Your task is to filter the entries and copy every line containing the string "below".

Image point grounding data
● ● ● ● ●
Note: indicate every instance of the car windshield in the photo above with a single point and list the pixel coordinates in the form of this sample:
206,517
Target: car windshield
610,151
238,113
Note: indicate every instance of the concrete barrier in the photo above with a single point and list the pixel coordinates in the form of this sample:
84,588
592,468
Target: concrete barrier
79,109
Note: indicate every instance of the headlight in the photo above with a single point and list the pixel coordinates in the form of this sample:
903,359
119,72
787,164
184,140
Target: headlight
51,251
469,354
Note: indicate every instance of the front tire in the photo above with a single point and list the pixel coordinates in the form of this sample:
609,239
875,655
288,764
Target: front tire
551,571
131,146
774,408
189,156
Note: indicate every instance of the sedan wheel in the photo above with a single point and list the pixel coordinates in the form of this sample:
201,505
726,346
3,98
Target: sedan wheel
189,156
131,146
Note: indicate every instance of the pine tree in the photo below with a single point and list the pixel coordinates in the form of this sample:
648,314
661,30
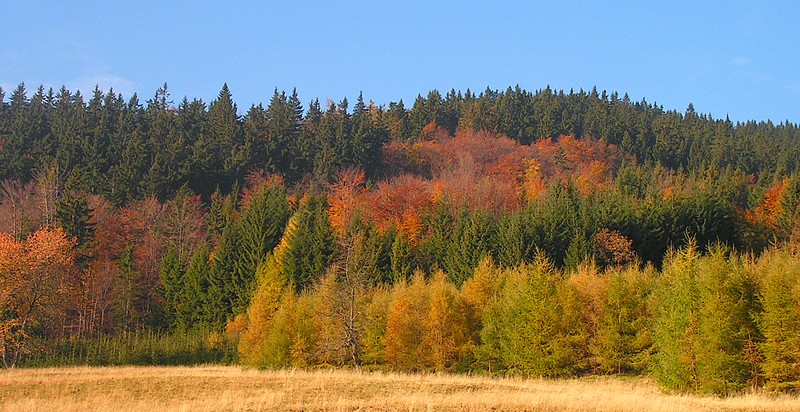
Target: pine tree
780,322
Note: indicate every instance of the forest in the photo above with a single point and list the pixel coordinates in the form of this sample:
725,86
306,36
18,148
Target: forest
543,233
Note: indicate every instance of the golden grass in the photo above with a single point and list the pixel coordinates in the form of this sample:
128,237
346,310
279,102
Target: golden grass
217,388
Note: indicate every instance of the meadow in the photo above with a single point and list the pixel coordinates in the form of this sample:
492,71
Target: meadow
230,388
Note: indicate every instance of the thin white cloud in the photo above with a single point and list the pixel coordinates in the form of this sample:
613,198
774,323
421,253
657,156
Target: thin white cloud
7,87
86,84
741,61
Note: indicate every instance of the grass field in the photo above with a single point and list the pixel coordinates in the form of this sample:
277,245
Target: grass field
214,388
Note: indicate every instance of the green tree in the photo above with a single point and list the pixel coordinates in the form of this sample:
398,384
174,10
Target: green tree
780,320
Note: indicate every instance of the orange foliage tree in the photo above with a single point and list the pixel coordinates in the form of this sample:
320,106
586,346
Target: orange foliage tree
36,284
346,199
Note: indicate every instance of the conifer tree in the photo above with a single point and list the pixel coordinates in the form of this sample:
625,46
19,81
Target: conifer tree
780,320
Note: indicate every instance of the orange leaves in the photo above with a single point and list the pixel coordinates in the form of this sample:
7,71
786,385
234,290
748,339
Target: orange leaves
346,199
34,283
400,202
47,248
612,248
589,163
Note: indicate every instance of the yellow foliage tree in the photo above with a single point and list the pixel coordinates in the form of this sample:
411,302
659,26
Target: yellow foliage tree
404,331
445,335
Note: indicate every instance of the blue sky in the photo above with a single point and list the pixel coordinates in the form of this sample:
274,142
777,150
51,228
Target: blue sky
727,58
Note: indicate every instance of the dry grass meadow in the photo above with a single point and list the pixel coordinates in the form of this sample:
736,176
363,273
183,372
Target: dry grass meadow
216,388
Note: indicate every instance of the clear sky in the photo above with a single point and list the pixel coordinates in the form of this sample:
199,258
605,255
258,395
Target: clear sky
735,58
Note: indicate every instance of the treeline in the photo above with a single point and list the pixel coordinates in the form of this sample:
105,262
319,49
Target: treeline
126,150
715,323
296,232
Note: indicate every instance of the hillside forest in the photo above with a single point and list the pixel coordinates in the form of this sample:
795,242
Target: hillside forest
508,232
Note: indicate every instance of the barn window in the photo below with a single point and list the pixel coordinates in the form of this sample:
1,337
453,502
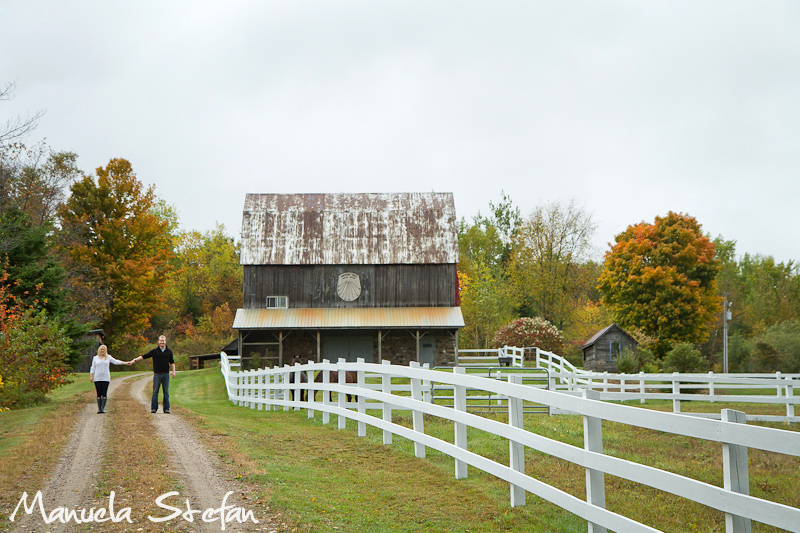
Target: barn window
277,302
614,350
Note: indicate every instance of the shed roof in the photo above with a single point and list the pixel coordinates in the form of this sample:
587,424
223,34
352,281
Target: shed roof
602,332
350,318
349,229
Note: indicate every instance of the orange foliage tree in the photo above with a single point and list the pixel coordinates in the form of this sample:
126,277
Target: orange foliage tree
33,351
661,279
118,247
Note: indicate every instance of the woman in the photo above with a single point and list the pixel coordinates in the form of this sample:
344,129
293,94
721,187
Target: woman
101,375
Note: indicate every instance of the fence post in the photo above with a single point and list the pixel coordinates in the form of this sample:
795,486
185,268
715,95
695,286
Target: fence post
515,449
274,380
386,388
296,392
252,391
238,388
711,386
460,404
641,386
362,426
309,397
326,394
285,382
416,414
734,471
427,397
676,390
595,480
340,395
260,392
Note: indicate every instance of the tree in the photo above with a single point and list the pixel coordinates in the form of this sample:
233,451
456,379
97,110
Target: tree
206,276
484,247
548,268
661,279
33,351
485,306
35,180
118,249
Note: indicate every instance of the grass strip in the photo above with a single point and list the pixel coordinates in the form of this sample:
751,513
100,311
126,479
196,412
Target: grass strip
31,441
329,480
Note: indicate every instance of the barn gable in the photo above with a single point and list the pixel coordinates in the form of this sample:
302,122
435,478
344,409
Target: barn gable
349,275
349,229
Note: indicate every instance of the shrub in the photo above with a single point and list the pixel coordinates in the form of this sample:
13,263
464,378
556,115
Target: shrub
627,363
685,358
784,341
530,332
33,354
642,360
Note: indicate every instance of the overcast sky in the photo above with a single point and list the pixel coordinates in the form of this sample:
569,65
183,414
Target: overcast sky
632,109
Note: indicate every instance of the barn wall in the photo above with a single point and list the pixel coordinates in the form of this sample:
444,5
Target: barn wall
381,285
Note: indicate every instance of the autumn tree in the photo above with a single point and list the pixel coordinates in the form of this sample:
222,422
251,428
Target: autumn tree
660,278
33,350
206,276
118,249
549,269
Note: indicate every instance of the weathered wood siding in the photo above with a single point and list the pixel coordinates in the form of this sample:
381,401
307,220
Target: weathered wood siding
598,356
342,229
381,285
● ● ● ● ●
▶ **Answer space**
Note: indicate every instance of the pine tree in the photo below with a single point and list the pixel coordinates in the form of this sample:
Note: indicate every instance of the barn window in the photo below with a single point and list the pixel coordinates in the form of this sample:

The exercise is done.